[Source excerpt]
-.-.-

# Volunteer work at Museum?



## yen_saw (Apr 19, 2006)

I donated some praying mantids to the Houston Museum of Natural Sceince, and recently the museum entomologist contacted me to help out on their insect zoo. I take that as great honor besides having a good chance to work with all kinds of exotic insects. However, this is the first time for me to volunteer in a big Museum, although training will be provided, i have no idea what to expect, I might be involved in docent work or breeding/raising the nursery stock. Could anyone here willing to share his/her experience?


----------



## francisco (Apr 19, 2006)

hello yen,

great opportunity for you.

In my experience, I also donated and still do, mantids,beetles and any other exotic invert I can get my hands on to the Insect zoo.

Basicly you will be helping on the displays,cleaning,feeding and perhaps even talking about the bugs.

good luck and if you can tell me what they have and if they are open to trades,very unlikely,since every animal should have permits(???)

Nevertheless I would like to trade or even donate some of my inverts,let me know Yen.

thanks

Best regards and have fun.

FT


----------



## yen_saw (Apr 20, 2006)

Thanks for the info FT. I am going there tomorrow to met up with the museum curator and the entomologist. Will find out what species do they have at this moment. I know they have all kind of bugs of different species like assasin bugs, tarantulas, centipedes, roaches, water scorpians, phasmids, milipedes, beetles, butterflies, etc. Ops i forgot mantis too, there were orchid mantis, dead leaf mantis, some T. Sigiana, and other species besides the one i donated. I will PM you on insect trading.


----------



## francisco (Apr 20, 2006)

HEllo YEn,

Thanks

A full report and pics will also be great.

have lots of fun.

FT


----------

-.-.-

[Data in this exercise]
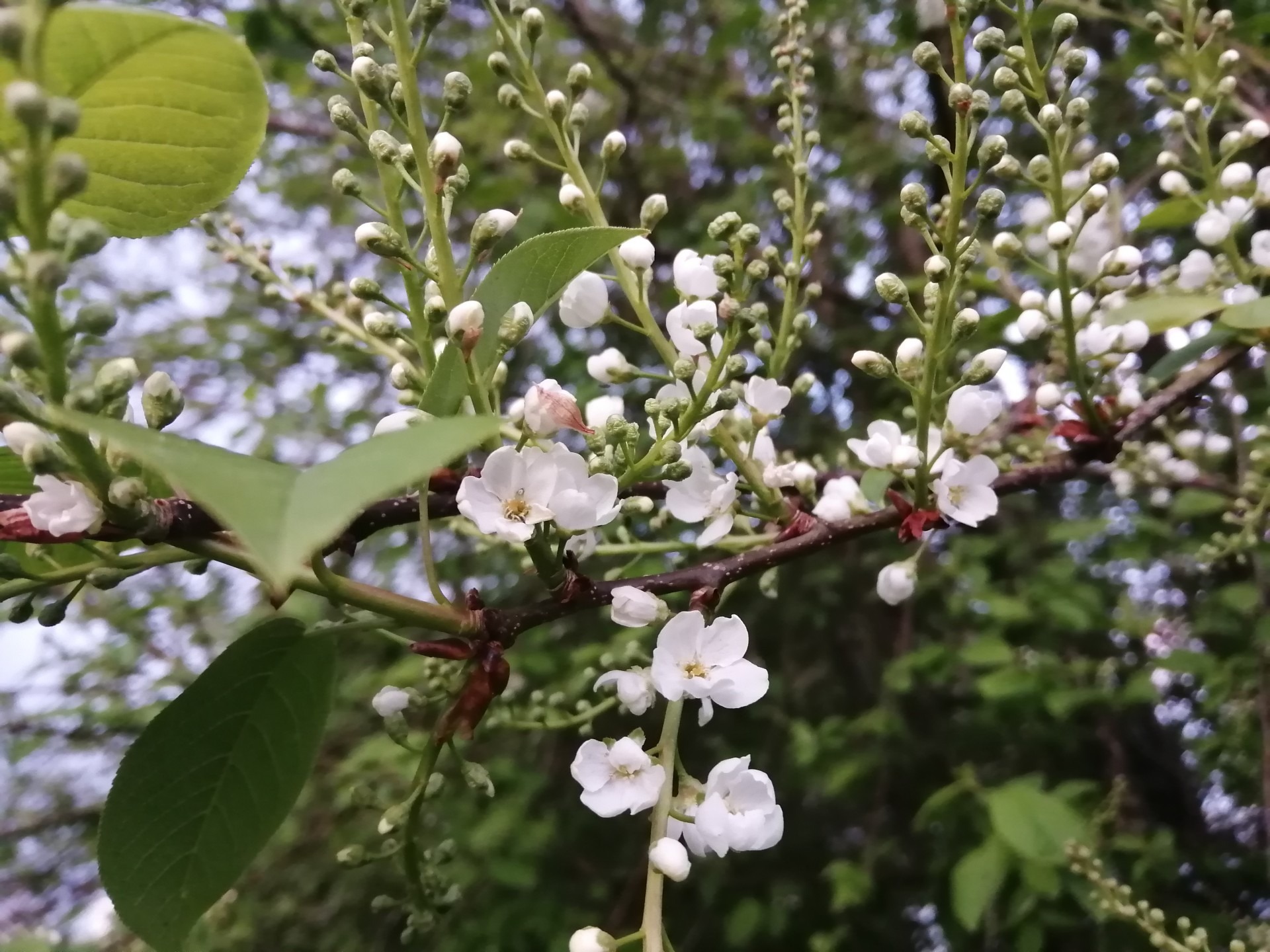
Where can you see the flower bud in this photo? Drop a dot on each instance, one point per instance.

-.-.-

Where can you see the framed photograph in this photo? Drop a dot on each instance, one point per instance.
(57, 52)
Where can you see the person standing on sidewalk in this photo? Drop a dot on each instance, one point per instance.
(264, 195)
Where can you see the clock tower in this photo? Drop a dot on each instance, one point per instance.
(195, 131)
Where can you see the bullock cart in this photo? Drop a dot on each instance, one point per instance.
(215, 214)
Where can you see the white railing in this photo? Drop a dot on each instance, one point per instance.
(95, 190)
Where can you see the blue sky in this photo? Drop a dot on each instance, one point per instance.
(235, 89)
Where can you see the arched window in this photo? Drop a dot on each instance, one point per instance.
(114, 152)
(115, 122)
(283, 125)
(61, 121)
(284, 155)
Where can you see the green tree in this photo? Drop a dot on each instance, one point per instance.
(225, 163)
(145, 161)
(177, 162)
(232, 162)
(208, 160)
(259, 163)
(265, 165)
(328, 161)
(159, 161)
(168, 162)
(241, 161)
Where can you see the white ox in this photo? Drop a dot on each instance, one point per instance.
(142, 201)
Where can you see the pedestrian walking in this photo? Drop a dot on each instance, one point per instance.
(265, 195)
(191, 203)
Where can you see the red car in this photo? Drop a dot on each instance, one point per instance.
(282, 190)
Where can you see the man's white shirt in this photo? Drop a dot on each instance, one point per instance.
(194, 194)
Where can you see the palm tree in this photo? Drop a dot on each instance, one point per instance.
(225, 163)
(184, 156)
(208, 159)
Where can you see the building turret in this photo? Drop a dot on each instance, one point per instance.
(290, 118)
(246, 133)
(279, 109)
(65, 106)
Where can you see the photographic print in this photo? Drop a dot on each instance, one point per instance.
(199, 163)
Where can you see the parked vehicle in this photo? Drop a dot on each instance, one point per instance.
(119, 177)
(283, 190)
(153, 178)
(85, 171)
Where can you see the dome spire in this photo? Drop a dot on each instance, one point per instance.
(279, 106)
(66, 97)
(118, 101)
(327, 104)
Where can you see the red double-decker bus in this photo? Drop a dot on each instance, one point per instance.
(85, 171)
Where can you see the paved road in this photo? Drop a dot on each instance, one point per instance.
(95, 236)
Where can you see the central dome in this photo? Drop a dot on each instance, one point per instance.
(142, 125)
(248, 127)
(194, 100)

-.-.-

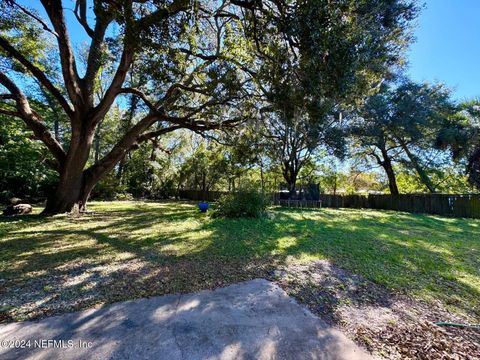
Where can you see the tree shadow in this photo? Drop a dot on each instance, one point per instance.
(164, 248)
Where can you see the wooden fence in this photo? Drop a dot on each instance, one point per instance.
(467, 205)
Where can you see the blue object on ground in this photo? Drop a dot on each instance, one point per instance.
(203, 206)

-.-.-

[Given task 1] In the forum thread about volunteering at a museum, what does francisco say the volunteer work will basically involve?
[Given task 2] Extract every line of the entries that contains the string "blue", treating case as significant.

[Exercise response 1] Helping with the displays, cleaning, feeding, and perhaps even talking about the bugs.

[Exercise response 2]
Where can you see the blue sky in this photo? Drop a dot on each instance, one point per instance.
Where can you see the blue object on ground in this photo? Drop a dot on each instance, one point per instance.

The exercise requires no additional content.